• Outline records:
──────────

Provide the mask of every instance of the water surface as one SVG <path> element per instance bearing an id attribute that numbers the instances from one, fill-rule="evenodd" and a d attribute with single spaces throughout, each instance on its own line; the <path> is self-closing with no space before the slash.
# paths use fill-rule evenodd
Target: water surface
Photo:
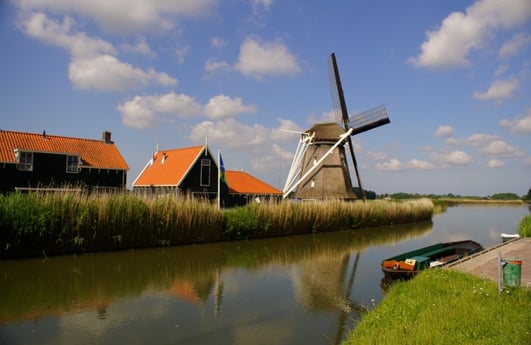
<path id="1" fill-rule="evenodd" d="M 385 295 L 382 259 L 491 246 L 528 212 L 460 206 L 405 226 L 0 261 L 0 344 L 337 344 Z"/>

──────────

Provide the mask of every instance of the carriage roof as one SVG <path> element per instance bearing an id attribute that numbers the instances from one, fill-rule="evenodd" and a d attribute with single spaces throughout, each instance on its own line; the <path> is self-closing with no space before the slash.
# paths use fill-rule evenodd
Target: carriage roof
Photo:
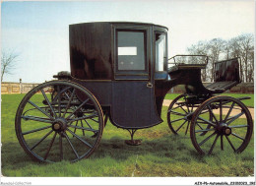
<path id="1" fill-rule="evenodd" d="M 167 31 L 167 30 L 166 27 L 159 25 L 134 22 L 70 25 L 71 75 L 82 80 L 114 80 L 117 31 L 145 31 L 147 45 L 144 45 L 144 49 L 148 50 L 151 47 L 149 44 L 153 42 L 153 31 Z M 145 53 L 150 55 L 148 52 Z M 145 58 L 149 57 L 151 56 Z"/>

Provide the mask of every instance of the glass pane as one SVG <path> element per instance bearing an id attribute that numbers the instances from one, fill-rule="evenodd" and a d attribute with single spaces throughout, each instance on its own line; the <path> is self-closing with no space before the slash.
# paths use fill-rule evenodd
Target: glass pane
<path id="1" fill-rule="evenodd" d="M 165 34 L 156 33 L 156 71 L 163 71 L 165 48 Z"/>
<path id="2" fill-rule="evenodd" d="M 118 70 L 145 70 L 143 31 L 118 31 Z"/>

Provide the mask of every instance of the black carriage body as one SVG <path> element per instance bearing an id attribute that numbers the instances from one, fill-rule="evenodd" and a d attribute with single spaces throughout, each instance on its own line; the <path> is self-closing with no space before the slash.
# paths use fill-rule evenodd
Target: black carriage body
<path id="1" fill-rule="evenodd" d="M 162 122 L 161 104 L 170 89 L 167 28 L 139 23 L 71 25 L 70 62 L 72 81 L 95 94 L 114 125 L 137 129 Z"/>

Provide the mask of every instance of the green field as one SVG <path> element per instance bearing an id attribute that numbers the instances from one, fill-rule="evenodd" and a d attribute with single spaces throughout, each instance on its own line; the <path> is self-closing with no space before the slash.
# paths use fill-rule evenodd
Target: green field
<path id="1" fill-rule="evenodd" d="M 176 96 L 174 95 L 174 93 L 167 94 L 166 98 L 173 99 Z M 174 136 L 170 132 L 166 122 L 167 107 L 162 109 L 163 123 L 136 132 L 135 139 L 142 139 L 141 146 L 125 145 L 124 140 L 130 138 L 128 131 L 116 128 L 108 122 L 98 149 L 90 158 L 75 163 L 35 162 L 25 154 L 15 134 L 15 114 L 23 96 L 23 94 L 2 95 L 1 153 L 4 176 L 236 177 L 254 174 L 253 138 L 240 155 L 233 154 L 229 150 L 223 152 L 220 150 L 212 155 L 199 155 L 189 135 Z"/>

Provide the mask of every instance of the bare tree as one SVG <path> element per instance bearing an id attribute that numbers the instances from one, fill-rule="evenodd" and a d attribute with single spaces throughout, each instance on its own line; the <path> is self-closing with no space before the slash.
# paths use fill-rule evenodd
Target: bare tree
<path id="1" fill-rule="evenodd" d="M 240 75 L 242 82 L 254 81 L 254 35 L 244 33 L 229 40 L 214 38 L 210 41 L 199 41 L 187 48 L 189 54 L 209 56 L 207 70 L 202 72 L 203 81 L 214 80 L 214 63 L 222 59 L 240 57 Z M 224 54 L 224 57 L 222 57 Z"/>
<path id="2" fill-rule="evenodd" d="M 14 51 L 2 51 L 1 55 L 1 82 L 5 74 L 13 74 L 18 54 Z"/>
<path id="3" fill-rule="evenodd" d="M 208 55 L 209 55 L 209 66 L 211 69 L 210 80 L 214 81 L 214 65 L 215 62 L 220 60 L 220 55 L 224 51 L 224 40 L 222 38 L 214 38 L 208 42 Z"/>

──────────

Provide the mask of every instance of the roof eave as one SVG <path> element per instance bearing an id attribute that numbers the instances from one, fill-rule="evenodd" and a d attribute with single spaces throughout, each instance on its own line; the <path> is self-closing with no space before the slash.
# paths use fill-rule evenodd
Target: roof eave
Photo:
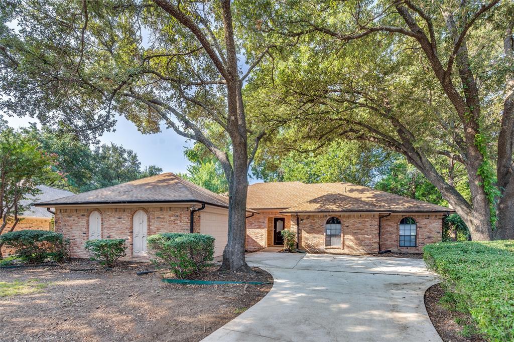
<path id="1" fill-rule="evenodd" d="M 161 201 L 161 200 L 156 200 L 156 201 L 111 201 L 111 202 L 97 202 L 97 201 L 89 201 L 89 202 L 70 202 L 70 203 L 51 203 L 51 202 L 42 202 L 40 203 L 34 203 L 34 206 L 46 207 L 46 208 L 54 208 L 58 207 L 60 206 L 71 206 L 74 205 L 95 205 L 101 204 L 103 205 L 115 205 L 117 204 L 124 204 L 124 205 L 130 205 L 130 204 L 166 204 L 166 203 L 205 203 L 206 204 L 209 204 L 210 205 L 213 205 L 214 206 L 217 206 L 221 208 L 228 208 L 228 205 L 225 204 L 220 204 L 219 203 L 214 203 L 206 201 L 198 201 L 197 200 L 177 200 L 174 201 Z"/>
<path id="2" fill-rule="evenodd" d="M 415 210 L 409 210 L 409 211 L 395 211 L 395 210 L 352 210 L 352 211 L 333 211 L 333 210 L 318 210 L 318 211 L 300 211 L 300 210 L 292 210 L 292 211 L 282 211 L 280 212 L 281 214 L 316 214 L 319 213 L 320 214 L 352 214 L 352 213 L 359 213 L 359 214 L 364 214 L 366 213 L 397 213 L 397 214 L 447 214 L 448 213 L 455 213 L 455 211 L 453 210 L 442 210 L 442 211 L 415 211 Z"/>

──────────

• What you are asked to do: Please copy out, word for word, the part above that opens with the line containing "Provide the mask of every instance of the water" and closes with the line containing "385 295 L 382", including both of those lines. Leave the pictures out of your copy.

• Output for this exercise:
Provide the mask of every instance of the water surface as one SVG <path> element per instance bearing an id attribute that numbers the instances from one, fill-rule="evenodd" and a d attribute with single spaces throughout, each instance on its own line; the <path> is self-closing with no space before the slash.
# paths use fill-rule evenodd
Target: water surface
Photo:
<path id="1" fill-rule="evenodd" d="M 385 295 L 382 259 L 491 246 L 528 212 L 460 206 L 405 226 L 0 261 L 0 344 L 337 344 Z"/>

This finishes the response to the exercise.